-- Goal --
Output the entries from the line that contains "the dry grass" through the line that contains "(1470, 131)" as a two-column CSV with the headers instruction and points. Give one row per entry, put each field in double quotes, and replace any line breaks inside a field with spaces.

[Location identification entries]
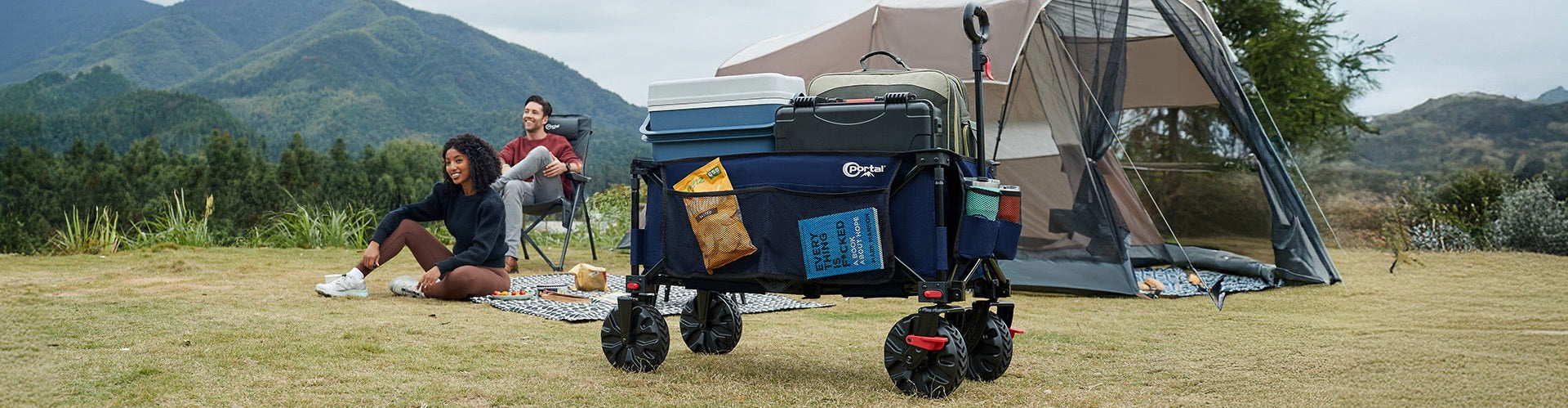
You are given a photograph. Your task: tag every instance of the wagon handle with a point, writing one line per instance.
(882, 52)
(982, 66)
(983, 32)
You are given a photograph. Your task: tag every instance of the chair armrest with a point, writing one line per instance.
(579, 176)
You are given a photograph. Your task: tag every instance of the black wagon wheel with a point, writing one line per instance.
(647, 344)
(993, 352)
(715, 334)
(938, 374)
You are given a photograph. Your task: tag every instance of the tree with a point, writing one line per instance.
(1307, 73)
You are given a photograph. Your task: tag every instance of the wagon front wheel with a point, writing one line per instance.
(637, 341)
(993, 352)
(925, 372)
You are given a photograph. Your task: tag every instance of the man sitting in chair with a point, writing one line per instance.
(530, 172)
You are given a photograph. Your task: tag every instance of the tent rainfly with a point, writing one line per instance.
(1067, 71)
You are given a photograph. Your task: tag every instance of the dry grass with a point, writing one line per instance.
(243, 327)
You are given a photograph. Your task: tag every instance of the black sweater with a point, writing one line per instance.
(475, 223)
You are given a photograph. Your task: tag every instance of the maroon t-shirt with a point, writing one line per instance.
(518, 148)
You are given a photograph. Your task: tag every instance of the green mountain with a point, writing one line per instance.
(32, 29)
(366, 71)
(99, 105)
(1554, 96)
(1470, 131)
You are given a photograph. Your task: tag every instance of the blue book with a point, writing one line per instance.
(840, 244)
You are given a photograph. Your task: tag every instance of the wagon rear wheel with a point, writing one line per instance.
(715, 333)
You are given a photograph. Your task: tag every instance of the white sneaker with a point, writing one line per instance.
(405, 286)
(345, 286)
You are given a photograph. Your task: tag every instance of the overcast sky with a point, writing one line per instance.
(1513, 47)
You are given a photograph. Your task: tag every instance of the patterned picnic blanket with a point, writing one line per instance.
(1176, 285)
(668, 305)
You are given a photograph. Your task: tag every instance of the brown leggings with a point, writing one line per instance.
(460, 285)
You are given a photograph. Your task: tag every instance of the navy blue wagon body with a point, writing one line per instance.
(866, 198)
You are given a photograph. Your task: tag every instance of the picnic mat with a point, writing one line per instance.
(603, 302)
(1176, 285)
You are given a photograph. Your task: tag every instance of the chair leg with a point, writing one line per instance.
(567, 222)
(535, 245)
(593, 249)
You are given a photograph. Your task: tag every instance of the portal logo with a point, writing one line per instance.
(857, 170)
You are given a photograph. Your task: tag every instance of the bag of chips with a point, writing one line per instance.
(720, 233)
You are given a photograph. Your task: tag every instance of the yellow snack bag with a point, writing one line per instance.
(720, 233)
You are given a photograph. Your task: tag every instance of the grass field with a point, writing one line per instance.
(243, 327)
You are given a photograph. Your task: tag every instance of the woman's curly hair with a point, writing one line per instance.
(483, 164)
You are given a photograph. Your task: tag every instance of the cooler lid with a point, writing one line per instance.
(748, 90)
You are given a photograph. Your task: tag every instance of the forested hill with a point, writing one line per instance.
(1471, 131)
(366, 71)
(30, 29)
(99, 105)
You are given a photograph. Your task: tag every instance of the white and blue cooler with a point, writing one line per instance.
(715, 116)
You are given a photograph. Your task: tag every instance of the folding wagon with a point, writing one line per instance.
(875, 196)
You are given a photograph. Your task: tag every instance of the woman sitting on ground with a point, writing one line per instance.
(474, 215)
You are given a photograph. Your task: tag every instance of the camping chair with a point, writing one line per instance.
(577, 131)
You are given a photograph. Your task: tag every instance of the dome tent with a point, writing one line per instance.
(1065, 73)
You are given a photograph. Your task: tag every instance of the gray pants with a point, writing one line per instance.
(516, 192)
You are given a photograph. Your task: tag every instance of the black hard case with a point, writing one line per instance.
(886, 124)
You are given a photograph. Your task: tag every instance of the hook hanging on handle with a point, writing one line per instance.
(978, 37)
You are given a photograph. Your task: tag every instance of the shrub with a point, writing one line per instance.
(1467, 201)
(1530, 220)
(96, 234)
(1438, 235)
(177, 226)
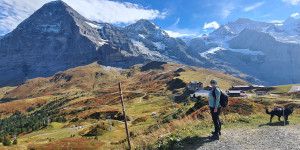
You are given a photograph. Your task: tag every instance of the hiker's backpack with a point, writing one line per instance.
(223, 98)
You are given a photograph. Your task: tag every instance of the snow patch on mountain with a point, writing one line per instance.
(50, 28)
(159, 45)
(211, 51)
(142, 36)
(225, 46)
(93, 25)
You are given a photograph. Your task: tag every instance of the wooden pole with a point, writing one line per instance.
(125, 118)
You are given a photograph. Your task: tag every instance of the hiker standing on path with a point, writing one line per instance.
(215, 108)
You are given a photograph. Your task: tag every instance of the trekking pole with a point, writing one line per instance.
(125, 118)
(283, 117)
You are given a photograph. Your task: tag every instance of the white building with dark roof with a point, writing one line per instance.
(294, 89)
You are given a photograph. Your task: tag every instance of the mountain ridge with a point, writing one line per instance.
(56, 38)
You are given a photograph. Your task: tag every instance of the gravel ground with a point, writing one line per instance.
(261, 138)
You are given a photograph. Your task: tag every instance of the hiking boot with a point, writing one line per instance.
(214, 137)
(213, 132)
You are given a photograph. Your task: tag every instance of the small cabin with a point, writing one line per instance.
(195, 86)
(294, 89)
(234, 93)
(261, 93)
(207, 88)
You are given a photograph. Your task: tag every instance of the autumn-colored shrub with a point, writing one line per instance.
(140, 119)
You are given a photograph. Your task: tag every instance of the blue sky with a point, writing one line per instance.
(178, 17)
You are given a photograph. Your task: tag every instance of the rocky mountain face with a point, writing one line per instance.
(56, 38)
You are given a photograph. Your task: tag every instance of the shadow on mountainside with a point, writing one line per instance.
(281, 123)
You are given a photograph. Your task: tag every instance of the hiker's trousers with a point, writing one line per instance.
(216, 119)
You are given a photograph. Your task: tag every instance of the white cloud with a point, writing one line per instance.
(15, 11)
(292, 2)
(177, 21)
(226, 10)
(256, 5)
(213, 24)
(295, 15)
(178, 34)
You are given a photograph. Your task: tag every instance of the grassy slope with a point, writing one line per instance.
(282, 88)
(87, 85)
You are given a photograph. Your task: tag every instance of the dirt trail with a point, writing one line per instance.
(264, 138)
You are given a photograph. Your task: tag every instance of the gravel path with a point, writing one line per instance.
(261, 138)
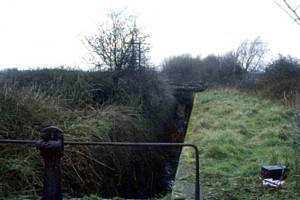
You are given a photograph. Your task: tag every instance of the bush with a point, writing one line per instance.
(282, 79)
(212, 70)
(84, 106)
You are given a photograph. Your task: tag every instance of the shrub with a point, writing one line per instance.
(282, 79)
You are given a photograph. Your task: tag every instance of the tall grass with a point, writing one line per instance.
(84, 106)
(237, 134)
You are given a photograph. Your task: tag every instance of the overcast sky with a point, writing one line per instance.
(48, 33)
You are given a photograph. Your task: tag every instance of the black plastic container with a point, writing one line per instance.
(276, 172)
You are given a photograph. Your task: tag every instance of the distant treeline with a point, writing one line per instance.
(280, 79)
(88, 107)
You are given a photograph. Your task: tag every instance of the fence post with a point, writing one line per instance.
(51, 147)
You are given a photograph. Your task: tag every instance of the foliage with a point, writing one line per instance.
(236, 135)
(281, 80)
(81, 104)
(212, 70)
(250, 54)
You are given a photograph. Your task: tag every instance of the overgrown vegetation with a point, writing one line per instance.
(80, 103)
(237, 134)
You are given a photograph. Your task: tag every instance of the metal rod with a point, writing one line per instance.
(126, 144)
(10, 141)
(157, 144)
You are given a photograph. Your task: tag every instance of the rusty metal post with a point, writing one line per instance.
(51, 146)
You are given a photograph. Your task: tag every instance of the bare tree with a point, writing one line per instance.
(119, 44)
(250, 54)
(291, 8)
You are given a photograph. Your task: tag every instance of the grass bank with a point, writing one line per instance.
(84, 106)
(237, 134)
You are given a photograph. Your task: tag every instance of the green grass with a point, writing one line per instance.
(237, 134)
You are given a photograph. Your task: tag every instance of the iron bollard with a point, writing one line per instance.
(51, 146)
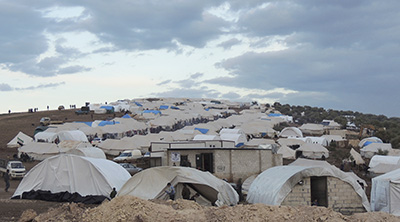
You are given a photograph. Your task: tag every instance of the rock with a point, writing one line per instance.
(27, 215)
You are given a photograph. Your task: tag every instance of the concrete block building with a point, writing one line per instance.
(302, 185)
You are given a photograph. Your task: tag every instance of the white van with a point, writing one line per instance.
(128, 155)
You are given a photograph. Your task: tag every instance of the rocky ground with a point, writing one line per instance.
(134, 209)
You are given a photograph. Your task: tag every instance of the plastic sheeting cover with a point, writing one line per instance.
(67, 172)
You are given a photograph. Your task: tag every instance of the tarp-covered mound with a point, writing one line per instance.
(67, 174)
(271, 189)
(313, 150)
(93, 152)
(19, 140)
(385, 193)
(151, 184)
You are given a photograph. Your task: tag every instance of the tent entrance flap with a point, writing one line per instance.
(205, 162)
(319, 190)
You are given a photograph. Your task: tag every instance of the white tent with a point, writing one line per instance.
(231, 131)
(259, 141)
(206, 137)
(88, 152)
(312, 150)
(287, 152)
(317, 140)
(291, 132)
(20, 138)
(312, 129)
(290, 141)
(45, 136)
(268, 188)
(356, 157)
(40, 151)
(71, 173)
(374, 148)
(369, 140)
(385, 193)
(151, 183)
(247, 183)
(75, 135)
(322, 163)
(239, 139)
(380, 164)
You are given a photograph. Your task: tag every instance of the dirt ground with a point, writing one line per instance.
(10, 125)
(134, 209)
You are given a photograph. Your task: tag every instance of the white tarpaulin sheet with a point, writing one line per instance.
(20, 138)
(151, 184)
(385, 193)
(312, 150)
(274, 184)
(71, 173)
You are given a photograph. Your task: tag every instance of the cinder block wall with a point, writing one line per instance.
(300, 195)
(341, 196)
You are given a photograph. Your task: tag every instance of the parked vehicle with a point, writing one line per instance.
(44, 121)
(132, 169)
(96, 141)
(15, 167)
(128, 156)
(84, 110)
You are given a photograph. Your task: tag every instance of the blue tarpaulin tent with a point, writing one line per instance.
(152, 111)
(87, 123)
(126, 116)
(107, 107)
(103, 123)
(275, 114)
(203, 131)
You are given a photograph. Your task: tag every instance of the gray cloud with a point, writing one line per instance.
(231, 96)
(7, 87)
(228, 44)
(189, 93)
(340, 53)
(164, 82)
(73, 69)
(196, 75)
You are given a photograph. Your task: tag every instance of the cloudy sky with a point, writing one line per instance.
(341, 55)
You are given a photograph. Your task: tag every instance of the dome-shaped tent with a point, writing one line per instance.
(291, 132)
(93, 152)
(282, 184)
(72, 178)
(151, 183)
(312, 150)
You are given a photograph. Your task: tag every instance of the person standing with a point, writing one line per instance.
(239, 189)
(6, 177)
(185, 192)
(170, 191)
(194, 197)
(113, 193)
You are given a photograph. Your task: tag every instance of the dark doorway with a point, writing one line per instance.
(319, 190)
(184, 160)
(205, 162)
(299, 154)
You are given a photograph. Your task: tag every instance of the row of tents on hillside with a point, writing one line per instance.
(74, 178)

-- Solution for this task --
instruction,points
"You are given a photograph. Your task: tag every instance of the dry grass with a point, writing one line per instance.","(243, 327)"
"You are given a photograph. Your task: tag every instance of the black sweater with a point, writing one line per instance.","(475, 223)"
"You are given a photograph. Your task: tag every instance of the maroon t-shirt with a point, writing one line per instance.","(518, 148)"
"You are given a photograph. Your task: tag every instance of the green mountain with a point, writing one line per instance.","(32, 29) (366, 71) (99, 105) (1554, 96) (1470, 131)"